Tareas y ejercicios:
1. Según el texto sobre la violencia machista, ¿en qué año entró en vigor el Convenio de Estambul?
2. Transcribe sin cambios la parte del texto sobre la violencia machista que empieza en "En España, con" y termina en "la violencia sexual.".

La violencia machista no es un problema de Asturias, o de España. Lamentablemente, es un problema global. Incluso en las sociedades más avanzadas se dan casos de violencia machista, porque está en la raíz de una sociedad que, con independencia de las nacionalidades, culturas y religiones -obviamente en grados distintos-, está permeada por una visión heteropatriarcal y heteronormativa que relega (trata de hacerlo) a la mujer a un papel secundario, subordinado.

En España, con unas estadísticas escalofriantes, tenemos todavía un largo camino por delante para poner freno a la violencia machista. Es simplemente incomprensible que, a estas alturas, incumplamos el Convenio de Estambul, firmado en 2011 y que entró en vigor en 2014: suspendemos como país en materias tales como en la educación para la igualdad, en ámbitos sanitarios, policiales, judiciales, con una desprotección a veces hiriente a las víctimas de la violencia sexual.

No es posible, y hay que decirlo, erradicar esta lacra si, primero, no se reconoce su existencia y, después, ponemos medidas que tienen que empezar por una educación en valores desde la cuna. Es un problema y una responsabilidad de hombres y mujeres.

La violencia contra la mujer tiene demasiados rostros y tratar de silenciarlos es poner un velo repugnante que es también violencia. No sirve excusarse en que hay hombres que la sufren porque nada tiene que ver con el hecho de que sean varones. No. La violencia estructural contra la mujer existe y se constata en la brecha salarial, en la relegación en los consejos de administración de las empresas o en el desempleo, que se ceba especialmente en el colectivo femenino. Todo es violencia machista, que se manifiesta de muchas formas y cuya justificación, explícita o implícita, declarada o no, es el hecho de ser mujer

Es un escándalo que en una materia que tendría que ser una prioridad pública y privada se esté perdiendo el tiempo sin que se tomen todas las medidas necesarias.

Más de 1.000 mujeres asesinadas tendrían que comprometer a toda la sociedad para hacer de la erradicación de la violencia machista una cuestión de Estado porque, con estas cifras, los asesinatos solo pueden ser entendidos como una forma de terrorismo, porque ese millar es sólo la punta del iceberg. Más allá de esa cifra, están las decenas de miles de mujeres que sufren la violencia y no denuncian, por miedo, por falta de recursos, por vergüenza, como si tuvieran algo de qué avergonzarse. Más allá de esa cifra, están las decenas de miles de niñas y niños que pagan, a veces con sus propias vidas, la violencia contra las mujeres, con hombres que les hacen daño cuando insultan, vejan, pegan o matan a sus madres, pero que, también, no tienen escrúpulos para asesinar a su propia prole por el daño que saben que infringirán a sus parejas o ex parejas.

Datos extraídos:
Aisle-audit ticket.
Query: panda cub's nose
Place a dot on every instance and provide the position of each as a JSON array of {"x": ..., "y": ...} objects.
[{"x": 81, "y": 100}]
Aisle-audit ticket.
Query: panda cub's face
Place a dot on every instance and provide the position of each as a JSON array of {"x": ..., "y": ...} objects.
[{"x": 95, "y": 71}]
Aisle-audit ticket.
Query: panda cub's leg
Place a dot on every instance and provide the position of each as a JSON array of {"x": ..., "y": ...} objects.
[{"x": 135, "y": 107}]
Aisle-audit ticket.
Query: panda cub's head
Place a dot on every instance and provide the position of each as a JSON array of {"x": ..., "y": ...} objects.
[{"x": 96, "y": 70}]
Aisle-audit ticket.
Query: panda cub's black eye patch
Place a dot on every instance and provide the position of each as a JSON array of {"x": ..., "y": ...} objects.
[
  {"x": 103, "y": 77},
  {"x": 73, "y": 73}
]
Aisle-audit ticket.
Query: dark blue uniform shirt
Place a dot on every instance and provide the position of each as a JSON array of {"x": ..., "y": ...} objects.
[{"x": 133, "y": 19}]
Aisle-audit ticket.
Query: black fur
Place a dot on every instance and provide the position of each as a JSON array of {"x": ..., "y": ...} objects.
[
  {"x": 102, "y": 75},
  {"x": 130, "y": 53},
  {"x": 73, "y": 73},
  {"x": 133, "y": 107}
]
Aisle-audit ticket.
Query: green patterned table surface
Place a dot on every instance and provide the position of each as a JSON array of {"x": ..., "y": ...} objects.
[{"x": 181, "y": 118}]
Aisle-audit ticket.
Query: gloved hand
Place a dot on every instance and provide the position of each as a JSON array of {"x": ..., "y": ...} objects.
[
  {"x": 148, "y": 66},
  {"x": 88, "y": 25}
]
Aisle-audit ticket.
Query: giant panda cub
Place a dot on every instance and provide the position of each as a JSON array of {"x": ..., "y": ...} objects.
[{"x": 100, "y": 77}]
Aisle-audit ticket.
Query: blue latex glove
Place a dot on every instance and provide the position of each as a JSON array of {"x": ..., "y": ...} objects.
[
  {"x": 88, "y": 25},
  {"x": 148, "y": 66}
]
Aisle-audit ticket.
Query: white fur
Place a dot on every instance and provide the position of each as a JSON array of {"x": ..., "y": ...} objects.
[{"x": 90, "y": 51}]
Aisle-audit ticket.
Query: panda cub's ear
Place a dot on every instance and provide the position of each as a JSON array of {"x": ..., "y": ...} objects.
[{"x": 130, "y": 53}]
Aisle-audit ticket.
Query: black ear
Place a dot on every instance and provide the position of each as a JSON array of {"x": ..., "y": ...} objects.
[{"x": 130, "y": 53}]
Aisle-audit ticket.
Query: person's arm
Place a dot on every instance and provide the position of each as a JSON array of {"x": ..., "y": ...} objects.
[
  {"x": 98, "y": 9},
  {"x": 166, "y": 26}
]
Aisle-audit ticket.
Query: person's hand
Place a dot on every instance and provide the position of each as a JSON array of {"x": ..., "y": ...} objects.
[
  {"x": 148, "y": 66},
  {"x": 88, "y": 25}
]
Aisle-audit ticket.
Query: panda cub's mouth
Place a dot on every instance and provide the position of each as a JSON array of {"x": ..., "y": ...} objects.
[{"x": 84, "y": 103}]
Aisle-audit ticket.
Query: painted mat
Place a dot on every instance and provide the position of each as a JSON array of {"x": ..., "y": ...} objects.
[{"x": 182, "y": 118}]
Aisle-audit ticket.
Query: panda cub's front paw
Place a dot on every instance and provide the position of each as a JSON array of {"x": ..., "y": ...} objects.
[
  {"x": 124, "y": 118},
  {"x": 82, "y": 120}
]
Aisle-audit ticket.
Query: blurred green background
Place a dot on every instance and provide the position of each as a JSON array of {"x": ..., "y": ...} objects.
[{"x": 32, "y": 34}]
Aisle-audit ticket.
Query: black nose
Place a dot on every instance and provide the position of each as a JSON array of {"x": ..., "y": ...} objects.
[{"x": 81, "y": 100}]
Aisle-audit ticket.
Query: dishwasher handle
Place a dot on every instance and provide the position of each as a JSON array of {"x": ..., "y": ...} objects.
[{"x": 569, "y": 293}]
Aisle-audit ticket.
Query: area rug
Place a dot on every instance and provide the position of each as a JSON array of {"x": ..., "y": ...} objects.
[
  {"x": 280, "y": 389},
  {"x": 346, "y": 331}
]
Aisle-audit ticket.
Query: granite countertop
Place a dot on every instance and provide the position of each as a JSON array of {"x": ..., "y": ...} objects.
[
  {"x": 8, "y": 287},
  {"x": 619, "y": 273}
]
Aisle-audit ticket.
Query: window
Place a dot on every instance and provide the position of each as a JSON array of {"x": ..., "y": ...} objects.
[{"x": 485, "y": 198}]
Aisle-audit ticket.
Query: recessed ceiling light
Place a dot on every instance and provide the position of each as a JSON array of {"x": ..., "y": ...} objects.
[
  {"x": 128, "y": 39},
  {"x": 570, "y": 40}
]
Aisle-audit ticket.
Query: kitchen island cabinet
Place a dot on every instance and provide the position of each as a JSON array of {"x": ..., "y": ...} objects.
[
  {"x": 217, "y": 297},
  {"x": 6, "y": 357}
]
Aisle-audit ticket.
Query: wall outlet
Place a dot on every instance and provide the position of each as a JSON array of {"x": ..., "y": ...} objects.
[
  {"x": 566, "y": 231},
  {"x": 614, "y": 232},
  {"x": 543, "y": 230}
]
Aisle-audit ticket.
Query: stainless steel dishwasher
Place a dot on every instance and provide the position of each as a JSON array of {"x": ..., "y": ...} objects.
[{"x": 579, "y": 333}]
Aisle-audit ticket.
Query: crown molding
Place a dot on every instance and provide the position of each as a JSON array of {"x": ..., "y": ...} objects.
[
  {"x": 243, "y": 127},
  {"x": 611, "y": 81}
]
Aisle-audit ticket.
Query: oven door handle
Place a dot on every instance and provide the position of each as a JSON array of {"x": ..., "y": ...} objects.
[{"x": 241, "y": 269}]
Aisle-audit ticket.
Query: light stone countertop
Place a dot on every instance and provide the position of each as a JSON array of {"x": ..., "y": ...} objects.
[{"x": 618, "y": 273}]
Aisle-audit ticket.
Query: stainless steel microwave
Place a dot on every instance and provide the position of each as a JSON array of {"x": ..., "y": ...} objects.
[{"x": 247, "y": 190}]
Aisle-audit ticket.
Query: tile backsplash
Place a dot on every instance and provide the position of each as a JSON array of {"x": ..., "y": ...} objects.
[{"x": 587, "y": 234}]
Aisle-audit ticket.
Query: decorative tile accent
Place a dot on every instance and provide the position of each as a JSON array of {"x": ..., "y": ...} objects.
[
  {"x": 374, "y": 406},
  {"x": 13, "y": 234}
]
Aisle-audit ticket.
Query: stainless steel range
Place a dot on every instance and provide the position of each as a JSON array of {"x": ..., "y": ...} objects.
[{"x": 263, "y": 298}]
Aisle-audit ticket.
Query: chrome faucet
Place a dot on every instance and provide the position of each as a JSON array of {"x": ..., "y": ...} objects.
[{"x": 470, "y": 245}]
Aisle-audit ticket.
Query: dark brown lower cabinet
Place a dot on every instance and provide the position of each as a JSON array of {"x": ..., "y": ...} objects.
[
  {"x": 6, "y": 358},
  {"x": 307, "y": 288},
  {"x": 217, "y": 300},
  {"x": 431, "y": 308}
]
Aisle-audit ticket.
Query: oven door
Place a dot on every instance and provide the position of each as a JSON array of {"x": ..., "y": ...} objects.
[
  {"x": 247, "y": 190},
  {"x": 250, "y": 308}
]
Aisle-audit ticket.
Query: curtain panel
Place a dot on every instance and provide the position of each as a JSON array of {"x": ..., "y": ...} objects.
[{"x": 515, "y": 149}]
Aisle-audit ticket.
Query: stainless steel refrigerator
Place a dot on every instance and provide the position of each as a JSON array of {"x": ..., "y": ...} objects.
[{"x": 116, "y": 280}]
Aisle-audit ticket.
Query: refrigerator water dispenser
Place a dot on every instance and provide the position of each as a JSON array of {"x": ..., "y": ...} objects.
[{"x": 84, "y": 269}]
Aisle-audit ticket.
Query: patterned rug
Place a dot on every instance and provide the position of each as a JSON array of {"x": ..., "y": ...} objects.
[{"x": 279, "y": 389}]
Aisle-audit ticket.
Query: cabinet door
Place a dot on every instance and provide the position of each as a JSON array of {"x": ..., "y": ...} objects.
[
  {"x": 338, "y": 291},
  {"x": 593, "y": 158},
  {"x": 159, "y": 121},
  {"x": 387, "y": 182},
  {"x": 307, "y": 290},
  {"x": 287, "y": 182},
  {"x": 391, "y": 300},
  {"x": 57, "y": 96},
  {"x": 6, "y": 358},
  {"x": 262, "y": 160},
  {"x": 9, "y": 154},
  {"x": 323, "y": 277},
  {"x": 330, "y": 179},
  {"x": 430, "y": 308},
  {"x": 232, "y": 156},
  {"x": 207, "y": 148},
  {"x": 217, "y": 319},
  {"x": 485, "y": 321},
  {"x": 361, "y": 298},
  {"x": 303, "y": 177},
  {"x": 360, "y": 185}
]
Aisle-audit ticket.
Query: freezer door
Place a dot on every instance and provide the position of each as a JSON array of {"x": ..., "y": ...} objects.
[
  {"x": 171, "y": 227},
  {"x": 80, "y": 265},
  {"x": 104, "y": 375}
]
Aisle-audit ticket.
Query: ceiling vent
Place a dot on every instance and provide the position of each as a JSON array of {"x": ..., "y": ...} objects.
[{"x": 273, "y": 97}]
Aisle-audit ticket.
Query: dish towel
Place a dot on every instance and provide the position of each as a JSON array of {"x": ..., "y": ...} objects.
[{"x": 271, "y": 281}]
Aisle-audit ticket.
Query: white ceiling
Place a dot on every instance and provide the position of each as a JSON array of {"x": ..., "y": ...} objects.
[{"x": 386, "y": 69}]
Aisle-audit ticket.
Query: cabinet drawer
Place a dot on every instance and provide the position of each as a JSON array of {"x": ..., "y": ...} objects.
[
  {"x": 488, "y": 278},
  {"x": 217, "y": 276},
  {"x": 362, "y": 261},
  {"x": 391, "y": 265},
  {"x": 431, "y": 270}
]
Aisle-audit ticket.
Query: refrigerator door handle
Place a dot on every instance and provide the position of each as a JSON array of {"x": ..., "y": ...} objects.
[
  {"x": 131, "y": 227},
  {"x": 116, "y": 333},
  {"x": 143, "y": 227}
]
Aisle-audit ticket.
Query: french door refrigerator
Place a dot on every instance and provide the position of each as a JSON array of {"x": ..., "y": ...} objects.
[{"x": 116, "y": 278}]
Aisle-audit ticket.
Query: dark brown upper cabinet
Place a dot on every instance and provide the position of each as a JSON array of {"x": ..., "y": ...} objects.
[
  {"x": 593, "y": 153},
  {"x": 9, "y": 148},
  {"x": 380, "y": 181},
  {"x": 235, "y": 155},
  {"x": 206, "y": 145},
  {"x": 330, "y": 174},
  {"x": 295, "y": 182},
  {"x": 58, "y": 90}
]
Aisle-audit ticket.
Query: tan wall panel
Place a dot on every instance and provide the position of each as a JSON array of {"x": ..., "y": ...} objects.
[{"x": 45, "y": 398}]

Soluciones por tarea:
1. En 2014.

2.
En España, con unas estadísticas escalofriantes, tenemos todavía un largo camino por delante para poner freno a la violencia machista. Es simplemente incomprensible que, a estas alturas, incumplamos el Convenio de Estambul, firmado en 2011 y que entró en vigor en 2014: suspendemos como país en materias tales como en la educación para la igualdad, en ámbitos sanitarios, policiales, judiciales, con una desprotección a veces hiriente a las víctimas de la violencia sexual.